#### Task description:
Every line below that holds "black" must be copied.

#### Source data:
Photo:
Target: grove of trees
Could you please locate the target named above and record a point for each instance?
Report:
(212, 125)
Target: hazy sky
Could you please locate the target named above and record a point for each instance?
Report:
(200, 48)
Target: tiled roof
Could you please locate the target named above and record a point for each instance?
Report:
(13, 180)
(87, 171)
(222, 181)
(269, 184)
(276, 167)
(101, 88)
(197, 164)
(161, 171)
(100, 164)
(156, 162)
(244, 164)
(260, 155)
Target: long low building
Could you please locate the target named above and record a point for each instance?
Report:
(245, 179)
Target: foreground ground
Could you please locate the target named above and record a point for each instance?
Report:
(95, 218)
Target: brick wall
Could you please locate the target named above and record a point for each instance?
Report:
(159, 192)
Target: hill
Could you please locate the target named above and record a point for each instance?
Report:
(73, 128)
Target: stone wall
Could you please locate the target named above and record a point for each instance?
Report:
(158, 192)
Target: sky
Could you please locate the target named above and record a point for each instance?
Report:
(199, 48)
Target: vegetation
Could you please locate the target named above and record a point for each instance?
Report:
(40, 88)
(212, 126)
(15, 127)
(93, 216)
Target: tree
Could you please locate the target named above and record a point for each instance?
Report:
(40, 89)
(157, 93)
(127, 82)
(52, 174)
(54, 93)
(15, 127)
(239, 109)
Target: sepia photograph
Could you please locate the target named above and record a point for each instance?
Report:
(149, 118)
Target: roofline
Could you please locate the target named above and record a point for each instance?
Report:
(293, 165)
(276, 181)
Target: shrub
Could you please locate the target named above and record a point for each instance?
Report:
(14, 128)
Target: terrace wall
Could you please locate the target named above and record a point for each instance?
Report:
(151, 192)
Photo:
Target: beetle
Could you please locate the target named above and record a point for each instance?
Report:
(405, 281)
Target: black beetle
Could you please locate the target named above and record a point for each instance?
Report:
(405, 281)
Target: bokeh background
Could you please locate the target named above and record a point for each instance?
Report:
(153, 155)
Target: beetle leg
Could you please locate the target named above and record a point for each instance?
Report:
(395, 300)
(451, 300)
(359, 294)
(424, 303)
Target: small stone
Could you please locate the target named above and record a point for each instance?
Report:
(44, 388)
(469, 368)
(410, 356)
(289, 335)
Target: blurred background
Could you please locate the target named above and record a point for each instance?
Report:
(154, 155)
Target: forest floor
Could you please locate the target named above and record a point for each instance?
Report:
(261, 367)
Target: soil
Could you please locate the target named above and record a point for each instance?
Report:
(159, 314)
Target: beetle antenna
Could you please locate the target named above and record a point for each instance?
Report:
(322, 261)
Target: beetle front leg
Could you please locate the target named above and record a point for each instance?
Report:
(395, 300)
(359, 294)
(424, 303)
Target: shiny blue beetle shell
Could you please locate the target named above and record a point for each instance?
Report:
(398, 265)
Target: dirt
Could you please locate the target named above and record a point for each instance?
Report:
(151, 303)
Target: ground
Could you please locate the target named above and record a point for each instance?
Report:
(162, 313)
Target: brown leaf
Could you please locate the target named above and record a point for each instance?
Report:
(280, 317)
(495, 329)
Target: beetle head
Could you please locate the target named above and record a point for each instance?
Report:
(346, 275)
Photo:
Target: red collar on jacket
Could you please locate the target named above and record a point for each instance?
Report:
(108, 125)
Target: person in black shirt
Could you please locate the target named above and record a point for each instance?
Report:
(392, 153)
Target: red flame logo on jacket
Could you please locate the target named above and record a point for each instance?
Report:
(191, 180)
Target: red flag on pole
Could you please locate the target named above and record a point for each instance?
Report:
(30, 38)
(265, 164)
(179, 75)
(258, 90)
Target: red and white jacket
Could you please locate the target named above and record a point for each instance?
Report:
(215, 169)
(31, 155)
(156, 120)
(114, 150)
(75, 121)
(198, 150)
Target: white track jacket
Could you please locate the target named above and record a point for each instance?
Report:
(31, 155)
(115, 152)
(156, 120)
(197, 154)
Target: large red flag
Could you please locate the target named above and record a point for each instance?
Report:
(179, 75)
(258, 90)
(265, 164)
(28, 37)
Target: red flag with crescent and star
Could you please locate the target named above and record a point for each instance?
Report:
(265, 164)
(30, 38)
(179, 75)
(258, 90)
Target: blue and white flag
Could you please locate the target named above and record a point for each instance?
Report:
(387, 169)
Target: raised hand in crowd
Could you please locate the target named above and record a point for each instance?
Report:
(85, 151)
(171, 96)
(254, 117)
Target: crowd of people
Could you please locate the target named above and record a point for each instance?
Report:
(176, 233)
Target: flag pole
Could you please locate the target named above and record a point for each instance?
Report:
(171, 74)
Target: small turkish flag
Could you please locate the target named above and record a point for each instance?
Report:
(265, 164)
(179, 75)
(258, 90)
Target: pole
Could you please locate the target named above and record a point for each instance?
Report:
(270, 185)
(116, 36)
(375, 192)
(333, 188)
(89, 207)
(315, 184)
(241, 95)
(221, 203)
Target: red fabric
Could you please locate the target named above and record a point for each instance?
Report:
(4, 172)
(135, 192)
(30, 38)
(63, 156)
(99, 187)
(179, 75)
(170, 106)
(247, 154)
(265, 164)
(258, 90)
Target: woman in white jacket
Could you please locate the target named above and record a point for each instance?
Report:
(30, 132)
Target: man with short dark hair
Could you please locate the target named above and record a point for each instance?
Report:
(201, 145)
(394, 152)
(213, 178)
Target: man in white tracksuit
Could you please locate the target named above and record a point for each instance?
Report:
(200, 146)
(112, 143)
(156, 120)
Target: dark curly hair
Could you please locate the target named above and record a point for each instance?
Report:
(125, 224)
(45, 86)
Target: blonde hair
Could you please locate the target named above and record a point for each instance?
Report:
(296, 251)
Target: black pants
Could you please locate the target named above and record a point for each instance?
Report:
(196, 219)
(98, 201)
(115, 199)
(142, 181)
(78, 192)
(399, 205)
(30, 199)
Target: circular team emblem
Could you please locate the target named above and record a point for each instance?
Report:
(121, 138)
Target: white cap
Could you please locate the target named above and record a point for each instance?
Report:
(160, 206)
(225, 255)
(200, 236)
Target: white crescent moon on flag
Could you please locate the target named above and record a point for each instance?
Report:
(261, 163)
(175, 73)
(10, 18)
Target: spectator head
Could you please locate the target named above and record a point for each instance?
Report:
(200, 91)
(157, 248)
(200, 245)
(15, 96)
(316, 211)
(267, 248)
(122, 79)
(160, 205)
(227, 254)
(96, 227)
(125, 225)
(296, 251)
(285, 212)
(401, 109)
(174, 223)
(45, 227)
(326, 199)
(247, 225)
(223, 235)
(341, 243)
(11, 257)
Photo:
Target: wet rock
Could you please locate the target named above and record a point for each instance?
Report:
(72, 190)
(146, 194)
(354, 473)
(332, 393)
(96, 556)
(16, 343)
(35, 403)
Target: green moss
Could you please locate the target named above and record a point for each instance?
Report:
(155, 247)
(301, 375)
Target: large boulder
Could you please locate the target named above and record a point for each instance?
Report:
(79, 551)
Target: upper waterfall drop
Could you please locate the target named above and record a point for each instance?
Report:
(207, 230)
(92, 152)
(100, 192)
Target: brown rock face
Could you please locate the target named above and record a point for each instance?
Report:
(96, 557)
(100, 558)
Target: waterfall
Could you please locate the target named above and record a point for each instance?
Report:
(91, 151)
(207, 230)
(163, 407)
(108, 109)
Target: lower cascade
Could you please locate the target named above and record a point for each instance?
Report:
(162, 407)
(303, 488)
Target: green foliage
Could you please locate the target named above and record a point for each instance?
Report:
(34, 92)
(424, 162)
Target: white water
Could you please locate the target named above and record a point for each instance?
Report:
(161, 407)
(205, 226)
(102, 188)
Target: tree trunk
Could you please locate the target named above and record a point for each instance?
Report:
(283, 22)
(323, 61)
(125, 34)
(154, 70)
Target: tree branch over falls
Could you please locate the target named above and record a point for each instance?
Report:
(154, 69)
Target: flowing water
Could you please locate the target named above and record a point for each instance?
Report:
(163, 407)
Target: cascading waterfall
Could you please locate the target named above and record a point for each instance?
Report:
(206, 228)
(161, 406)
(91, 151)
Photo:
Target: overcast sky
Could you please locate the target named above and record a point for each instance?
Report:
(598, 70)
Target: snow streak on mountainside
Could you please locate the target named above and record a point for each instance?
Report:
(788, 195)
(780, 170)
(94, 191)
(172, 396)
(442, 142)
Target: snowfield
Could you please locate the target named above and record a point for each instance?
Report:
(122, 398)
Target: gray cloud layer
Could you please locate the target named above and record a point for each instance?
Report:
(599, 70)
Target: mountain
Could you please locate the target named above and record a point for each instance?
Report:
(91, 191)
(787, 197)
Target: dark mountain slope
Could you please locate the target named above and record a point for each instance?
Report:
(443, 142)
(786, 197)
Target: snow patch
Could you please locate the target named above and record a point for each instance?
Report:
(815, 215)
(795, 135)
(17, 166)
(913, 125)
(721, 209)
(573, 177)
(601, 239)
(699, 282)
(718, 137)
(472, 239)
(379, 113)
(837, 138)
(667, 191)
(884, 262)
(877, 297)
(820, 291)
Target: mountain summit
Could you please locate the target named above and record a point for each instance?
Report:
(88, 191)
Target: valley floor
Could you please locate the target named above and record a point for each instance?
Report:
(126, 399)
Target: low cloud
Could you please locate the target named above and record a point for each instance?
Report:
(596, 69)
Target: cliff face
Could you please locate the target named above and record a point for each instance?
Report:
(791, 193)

#### Written solution:
Target: black beetle
Target: person in black shirt
Target: black pants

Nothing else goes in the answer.